Image location labeling entries
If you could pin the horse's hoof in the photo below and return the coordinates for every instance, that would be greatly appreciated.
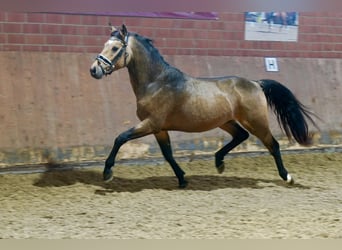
(107, 176)
(183, 184)
(289, 179)
(220, 169)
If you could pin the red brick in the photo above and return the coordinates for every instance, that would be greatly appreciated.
(91, 41)
(54, 18)
(36, 18)
(35, 39)
(16, 17)
(3, 38)
(31, 28)
(12, 28)
(15, 39)
(54, 39)
(89, 20)
(32, 48)
(12, 47)
(50, 29)
(72, 19)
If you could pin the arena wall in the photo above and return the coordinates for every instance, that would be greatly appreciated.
(52, 110)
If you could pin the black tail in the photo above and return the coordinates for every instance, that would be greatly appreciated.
(290, 112)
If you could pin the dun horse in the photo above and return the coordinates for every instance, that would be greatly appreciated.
(168, 99)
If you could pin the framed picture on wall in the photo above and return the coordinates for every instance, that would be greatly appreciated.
(271, 26)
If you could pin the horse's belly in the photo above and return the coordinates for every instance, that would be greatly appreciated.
(199, 118)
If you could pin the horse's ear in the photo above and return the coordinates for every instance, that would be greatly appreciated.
(112, 28)
(123, 31)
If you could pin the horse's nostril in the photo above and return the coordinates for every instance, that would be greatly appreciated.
(93, 71)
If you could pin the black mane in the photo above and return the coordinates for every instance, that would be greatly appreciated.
(145, 41)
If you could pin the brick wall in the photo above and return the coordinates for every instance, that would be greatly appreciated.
(319, 36)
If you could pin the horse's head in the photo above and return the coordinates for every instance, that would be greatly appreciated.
(115, 54)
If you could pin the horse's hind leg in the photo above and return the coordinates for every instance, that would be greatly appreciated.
(261, 130)
(163, 140)
(239, 135)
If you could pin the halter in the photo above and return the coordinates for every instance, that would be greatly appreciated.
(110, 65)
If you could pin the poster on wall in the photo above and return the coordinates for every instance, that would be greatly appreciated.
(271, 26)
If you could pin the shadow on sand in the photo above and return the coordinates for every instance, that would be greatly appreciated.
(119, 184)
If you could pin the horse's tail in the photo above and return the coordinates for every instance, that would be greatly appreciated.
(290, 112)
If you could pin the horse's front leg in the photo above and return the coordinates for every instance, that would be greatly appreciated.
(142, 129)
(163, 140)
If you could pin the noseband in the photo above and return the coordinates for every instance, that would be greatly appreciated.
(110, 64)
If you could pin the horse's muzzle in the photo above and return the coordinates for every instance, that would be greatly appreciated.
(96, 72)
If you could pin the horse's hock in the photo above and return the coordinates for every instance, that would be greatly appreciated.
(53, 111)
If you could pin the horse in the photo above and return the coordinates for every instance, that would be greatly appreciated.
(168, 99)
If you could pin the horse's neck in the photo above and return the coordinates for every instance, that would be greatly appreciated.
(144, 69)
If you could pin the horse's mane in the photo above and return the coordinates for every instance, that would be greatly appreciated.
(145, 41)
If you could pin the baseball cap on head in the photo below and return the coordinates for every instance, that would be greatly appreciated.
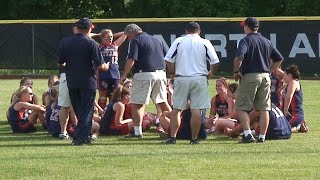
(84, 23)
(192, 26)
(251, 22)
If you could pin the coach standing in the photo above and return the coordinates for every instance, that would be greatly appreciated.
(145, 55)
(81, 55)
(253, 56)
(187, 57)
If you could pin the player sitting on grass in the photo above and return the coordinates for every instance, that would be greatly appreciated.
(26, 81)
(293, 100)
(52, 115)
(19, 118)
(278, 128)
(108, 81)
(229, 121)
(45, 96)
(184, 131)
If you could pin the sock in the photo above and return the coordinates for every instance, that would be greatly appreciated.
(262, 136)
(253, 132)
(102, 103)
(157, 121)
(246, 132)
(137, 130)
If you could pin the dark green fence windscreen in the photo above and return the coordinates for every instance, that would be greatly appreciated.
(33, 45)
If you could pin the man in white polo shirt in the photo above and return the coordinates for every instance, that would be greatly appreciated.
(187, 58)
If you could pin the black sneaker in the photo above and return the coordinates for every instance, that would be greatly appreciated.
(76, 143)
(260, 140)
(170, 140)
(194, 141)
(134, 136)
(247, 139)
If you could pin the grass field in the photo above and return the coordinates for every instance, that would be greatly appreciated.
(39, 156)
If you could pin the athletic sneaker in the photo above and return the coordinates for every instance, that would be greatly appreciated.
(64, 136)
(303, 127)
(260, 140)
(159, 129)
(170, 140)
(247, 139)
(164, 136)
(134, 136)
(194, 141)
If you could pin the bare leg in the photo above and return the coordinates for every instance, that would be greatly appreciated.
(175, 121)
(63, 119)
(195, 123)
(137, 112)
(264, 122)
(244, 120)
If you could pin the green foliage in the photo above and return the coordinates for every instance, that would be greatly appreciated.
(39, 156)
(67, 9)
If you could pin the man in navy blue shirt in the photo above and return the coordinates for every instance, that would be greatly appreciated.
(253, 57)
(146, 56)
(81, 55)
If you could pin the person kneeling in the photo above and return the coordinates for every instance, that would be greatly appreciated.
(278, 128)
(19, 118)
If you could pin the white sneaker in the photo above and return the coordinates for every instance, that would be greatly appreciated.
(64, 136)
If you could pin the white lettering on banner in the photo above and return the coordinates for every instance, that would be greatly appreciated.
(273, 39)
(160, 37)
(237, 37)
(223, 43)
(301, 43)
(301, 38)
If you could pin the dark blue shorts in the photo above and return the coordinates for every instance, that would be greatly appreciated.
(184, 132)
(108, 84)
(22, 126)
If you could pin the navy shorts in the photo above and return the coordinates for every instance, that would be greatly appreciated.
(22, 126)
(108, 84)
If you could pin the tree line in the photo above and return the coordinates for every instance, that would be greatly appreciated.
(72, 9)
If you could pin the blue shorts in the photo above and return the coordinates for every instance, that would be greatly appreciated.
(108, 85)
(22, 126)
(295, 119)
(184, 132)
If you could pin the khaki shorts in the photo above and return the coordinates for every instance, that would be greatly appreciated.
(149, 84)
(194, 89)
(254, 92)
(63, 96)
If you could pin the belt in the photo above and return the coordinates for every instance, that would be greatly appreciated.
(157, 70)
(177, 75)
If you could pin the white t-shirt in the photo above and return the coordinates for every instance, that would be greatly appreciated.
(190, 54)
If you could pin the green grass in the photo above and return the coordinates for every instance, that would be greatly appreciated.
(38, 156)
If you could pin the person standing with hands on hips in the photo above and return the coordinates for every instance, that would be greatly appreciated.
(81, 55)
(145, 55)
(253, 57)
(187, 58)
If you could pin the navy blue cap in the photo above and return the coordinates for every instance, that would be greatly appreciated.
(84, 23)
(192, 26)
(251, 22)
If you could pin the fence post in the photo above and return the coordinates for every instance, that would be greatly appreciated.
(32, 29)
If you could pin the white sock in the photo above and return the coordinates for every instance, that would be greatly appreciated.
(157, 120)
(262, 136)
(137, 130)
(246, 132)
(253, 132)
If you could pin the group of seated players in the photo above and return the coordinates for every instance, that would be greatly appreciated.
(286, 116)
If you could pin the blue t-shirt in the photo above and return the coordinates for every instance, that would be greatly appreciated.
(148, 53)
(110, 54)
(52, 119)
(82, 56)
(279, 127)
(256, 52)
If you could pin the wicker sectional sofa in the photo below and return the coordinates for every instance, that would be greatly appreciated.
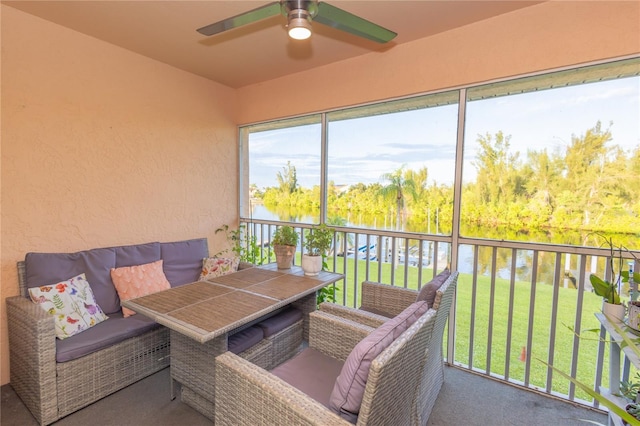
(56, 377)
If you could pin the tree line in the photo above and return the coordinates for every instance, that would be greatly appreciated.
(589, 186)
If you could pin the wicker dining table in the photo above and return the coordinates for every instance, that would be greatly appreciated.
(202, 314)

# Your task
All of the material above should be reproduced exactly, except the pictures.

# Solution for this exercise
If you could pin the horse's hoof in the photo below and return the coordinates for every instance, that would be greatly appreciated.
(107, 176)
(183, 184)
(289, 179)
(220, 169)
If you could pin the red brick in the photo above and return the coordinates for every instance, that would be greatly appreciated.
(91, 41)
(54, 18)
(36, 18)
(35, 39)
(16, 17)
(3, 38)
(31, 28)
(12, 28)
(15, 39)
(54, 39)
(89, 20)
(32, 48)
(12, 47)
(50, 29)
(72, 19)
If you could pin the arena wall in the photo above and return the coordinates for every instance, that would be greatly appreciated.
(52, 110)
If you could pin the black tail in the photo above and return the coordinates for every instance, that would be greatly appreciated.
(290, 112)
If you could pin the dun horse in the photo above and return the coordinates for every instance, that would be greatly appreciated.
(168, 99)
If you could pin the framed picture on wall in the photo above and return the coordinates for every instance, that would be greatly appreciated.
(271, 26)
If you could pin the horse's belly in the photo above and return the coordinates for every instance, that would be greatly appreciated.
(199, 118)
If you could pin the horse's ear in the photo above and return the coordinates for every instance, that would be greatly appreciated.
(112, 28)
(123, 31)
If you could pin the horse's nostril in the photo above and return the coordinates for every instance, that would be greatly appreciated.
(93, 71)
If you could pin the black mane in the photo above and return the coordinates for every instance, that would be greatly appreciated.
(145, 41)
If you could pin the brick wall in the photo above and return the coordinates for every instance, that would be greatly appreciated.
(319, 36)
If you could pin the horse's head in the photo above and return the coordinates for every instance, that would be greatly appreciated.
(115, 54)
If you could pin the horse's hind leg in the photo above and return the coordinates for every instance, that would be greatly appreciated.
(261, 130)
(163, 140)
(239, 135)
If you could pin the halter in the photo above and return the coordinates for every instance, that would be greatly appreciated.
(110, 65)
If you could pin the poster on wall in the photo above and return the coordinates for every instance, that would be greatly appreciated.
(271, 26)
If you could pin the shadow on sand in the photo above and return the coordinates for every instance, that would be greatly appreciated.
(119, 184)
If you could pin the horse's tail in the photo above and return the coordinates for every instance, that would be greatly appreciated.
(290, 112)
If you could pin the horse's front leg in the photo above and return the coordinates for every instance, that would be greatly appreciated.
(142, 129)
(163, 140)
If you could pin the noseband in the photo above and return the coordinates for every instance, that would be greatly appreciated.
(110, 64)
If you could pin the horse's muzzle in the photo above and return the coordinates for every instance, that would be greatly appreciated.
(96, 72)
If you could pin the horse's hock in the photo above and return the coordinates for every instance, that would be greatly appreciated.
(53, 111)
If you could pin the horse in the photo above and return the coordinates for every instance, that would be greatly appreciated.
(168, 99)
If you could pin the horse's neck in the photo above and return the coordinates for every instance, that would be greatly appreciated.
(144, 69)
If you could pin the horse's mane in the photo above and return the coordinates for every instance, that would be greatly appreciated.
(145, 41)
If you could pin the baseball cap on head in the photo below and return the coordinates for every instance, that would be greatly appreciated.
(84, 23)
(192, 26)
(251, 22)
If you could pin the coach standing in the photo above and return the coordinates for every instance, that would be greatly appreciated.
(145, 55)
(81, 55)
(253, 56)
(187, 57)
If you could pin the player sitting on grass in the photo above and return the coordinates for every instance, that would be greatly appreciated.
(26, 81)
(293, 100)
(52, 115)
(19, 118)
(278, 128)
(108, 81)
(229, 121)
(45, 96)
(184, 131)
If you could pin the sock in the photo above and return the coordinates for every instance, that would be greatly appreciated.
(262, 136)
(253, 132)
(102, 103)
(157, 121)
(246, 132)
(137, 130)
If you could pin the dark green fence windscreen in the photo above and return the coordinates for every instance, that would be greatly appreciated.
(33, 45)
If you could pin the man in white polo shirt in the photo above and return the coordinates for every instance, that would be greatly appreciated.
(187, 58)
If you could pin the black sneaker in the photo above and return the coordinates for every instance, that would be greatly appreciated.
(76, 143)
(260, 140)
(170, 140)
(194, 141)
(134, 136)
(247, 139)
If you could pin the grass field in the photo above and return the coordinates for every instance, that would be greatly appreciated.
(39, 156)
If you could pin the athletic sneaker in the photo above and return the coordinates for every instance, that would be greatly appreciated.
(64, 136)
(303, 127)
(260, 140)
(159, 129)
(170, 140)
(247, 139)
(164, 136)
(134, 136)
(194, 141)
If you could pin the bare leg in the photo above and return the coordinates for every instance, that would be greatly appreciated.
(175, 121)
(63, 119)
(195, 123)
(137, 112)
(264, 122)
(244, 120)
If you could pin the green foliage in the photo above and return the coordinates for every instance, that would be greatly appreciated.
(39, 156)
(67, 9)
If you could pin the man in navy blue shirt in the photo above and return the coordinates for every instance, that would be greatly appreciated.
(253, 57)
(146, 56)
(81, 55)
If you could pin the person kneeling in the photo above and return the coordinates for every instance, that would be greatly appreciated.
(278, 128)
(19, 118)
If you could pin the white sneaker in the photo above and return the coordinates for every instance, that would be greatly appreciated.
(64, 136)
If you could pin the white lettering on banner in the photo above and return the coordinates for every instance, that would be greatly appreciated.
(273, 39)
(160, 37)
(237, 37)
(223, 43)
(301, 43)
(301, 38)
If you could pin the dark blue shorts in the photo above and return the coordinates for every instance, that would be greatly appreciated.
(184, 132)
(108, 84)
(22, 126)
If you could pin the navy shorts in the photo above and return the coordinates for every instance, that would be greatly appreciated.
(22, 126)
(108, 84)
If you could pin the tree line in the photo above and return the coordinates for every instance, that would be greatly appreciated.
(72, 9)
If you could pin the blue shorts in the photo above and return the coordinates for every instance, that would be greatly appreciated.
(108, 85)
(22, 126)
(295, 119)
(184, 132)
If you could pin the khaki shorts in the photo above and return the coordinates for every instance, that would be greatly appreciated.
(149, 84)
(194, 89)
(254, 92)
(63, 96)
If you could pin the belt in the photo above and return the coordinates for every instance, that would be greatly appreciated.
(157, 70)
(177, 75)
If you could pin the white t-shirt in the photo above and return the coordinates for every instance, that would be greatly appreciated.
(190, 54)
If you could pin the green grass in the photo above and return the coordinates for every instance, that would be greatly appreciated.
(38, 156)
If you could pin the person standing with hands on hips in the photo above and return the coordinates for every instance, that would be greatly appreciated.
(81, 55)
(145, 55)
(253, 57)
(187, 58)
If you could pin the navy blue cap in the photo above and return the coordinates for every instance, that would be greatly appreciated.
(84, 23)
(192, 26)
(251, 22)
If you could pin the fence post in the photo above and return the coordinates for every instance, that would be greatly appreciated.
(32, 29)
If you could pin the white sock in the photo above and return the coordinates for every instance, that would be greatly appreciated.
(157, 120)
(262, 136)
(137, 130)
(246, 132)
(253, 132)
If you could pin the group of seated players in the photo above and return the coordinates for every instance, that would be greatly appreciated.
(286, 116)
If you could pin the blue t-shirt in the photo above and return the coordinates for every instance, that would be greatly appreciated.
(148, 53)
(110, 54)
(52, 119)
(82, 56)
(279, 127)
(256, 52)
If you could pin the wicker sectional sofa in the photo below and return the coordinates for every instance, that would be greatly appreciated.
(56, 377)
If you could pin the tree line in the photo above and return the coordinates for every instance, that would be greatly appreciated.
(589, 186)
If you could pin the wicker dining table in the photo above and return the coordinates for every instance, that would be greatly appreciated.
(202, 314)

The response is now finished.